**EXERCISE PROMPT**
From the listing below, pull out word for word the part that opens with the line containing "Guideline: one keypoint for each instance of the potted" and continues to the end of the listing, including both of those ends.

:: DATA PROVIDED

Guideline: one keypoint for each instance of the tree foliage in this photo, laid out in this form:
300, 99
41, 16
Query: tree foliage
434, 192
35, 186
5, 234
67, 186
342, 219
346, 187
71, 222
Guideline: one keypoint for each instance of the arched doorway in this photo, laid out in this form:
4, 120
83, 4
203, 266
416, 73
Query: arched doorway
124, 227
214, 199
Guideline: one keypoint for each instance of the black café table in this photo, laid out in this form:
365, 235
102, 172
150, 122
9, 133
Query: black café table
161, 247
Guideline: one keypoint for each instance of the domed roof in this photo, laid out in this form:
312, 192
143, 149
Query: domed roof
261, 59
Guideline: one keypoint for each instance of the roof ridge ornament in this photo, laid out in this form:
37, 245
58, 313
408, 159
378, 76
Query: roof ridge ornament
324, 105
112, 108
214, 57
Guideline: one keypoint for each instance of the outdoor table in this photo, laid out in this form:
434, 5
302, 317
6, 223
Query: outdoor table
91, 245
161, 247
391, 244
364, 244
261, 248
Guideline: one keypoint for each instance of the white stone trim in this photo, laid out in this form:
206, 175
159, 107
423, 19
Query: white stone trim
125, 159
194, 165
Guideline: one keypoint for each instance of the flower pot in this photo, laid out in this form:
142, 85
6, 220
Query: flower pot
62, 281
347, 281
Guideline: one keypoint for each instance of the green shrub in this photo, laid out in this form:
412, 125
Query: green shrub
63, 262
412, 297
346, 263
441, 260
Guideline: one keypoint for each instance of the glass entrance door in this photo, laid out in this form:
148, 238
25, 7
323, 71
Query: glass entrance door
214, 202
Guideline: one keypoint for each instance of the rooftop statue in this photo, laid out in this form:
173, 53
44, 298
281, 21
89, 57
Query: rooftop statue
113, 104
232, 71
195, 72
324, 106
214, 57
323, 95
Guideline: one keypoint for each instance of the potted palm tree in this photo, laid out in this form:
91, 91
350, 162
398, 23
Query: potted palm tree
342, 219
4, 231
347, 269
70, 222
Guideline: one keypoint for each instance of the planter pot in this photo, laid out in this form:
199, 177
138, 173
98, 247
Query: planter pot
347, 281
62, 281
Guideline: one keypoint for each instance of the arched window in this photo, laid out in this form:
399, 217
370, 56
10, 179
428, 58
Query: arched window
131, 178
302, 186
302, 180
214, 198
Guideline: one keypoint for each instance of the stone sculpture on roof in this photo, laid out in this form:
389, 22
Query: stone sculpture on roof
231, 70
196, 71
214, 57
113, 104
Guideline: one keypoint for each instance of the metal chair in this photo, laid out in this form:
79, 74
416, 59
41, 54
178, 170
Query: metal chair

::::

**RESULT OF THIS TASK**
Guideline: one keypoint for each instance of the potted palm tree in this photo, laid out in this form:
91, 91
350, 162
398, 23
Query: potted palm tree
342, 219
4, 231
347, 269
70, 222
Guideline: one keypoint for each instance of the planter pot in this photo, laid out in this form:
199, 177
138, 173
98, 247
Query: planter pot
347, 281
62, 281
Guideline: one keypoint for each instance of the arched window in this photo, laid out in this form:
399, 217
370, 56
10, 179
428, 58
Query: arched window
131, 178
302, 186
302, 180
214, 198
Guideline: one keypoint for each instance of the stone sculpture on roof in this photo, laid out in this form:
389, 22
Query: stone sculpture on roof
231, 70
196, 71
214, 57
113, 104
Guideline: one keypoint for each instance of the metal chair in this photo, laid out in this form:
79, 74
416, 59
41, 54
178, 170
Query: metal chair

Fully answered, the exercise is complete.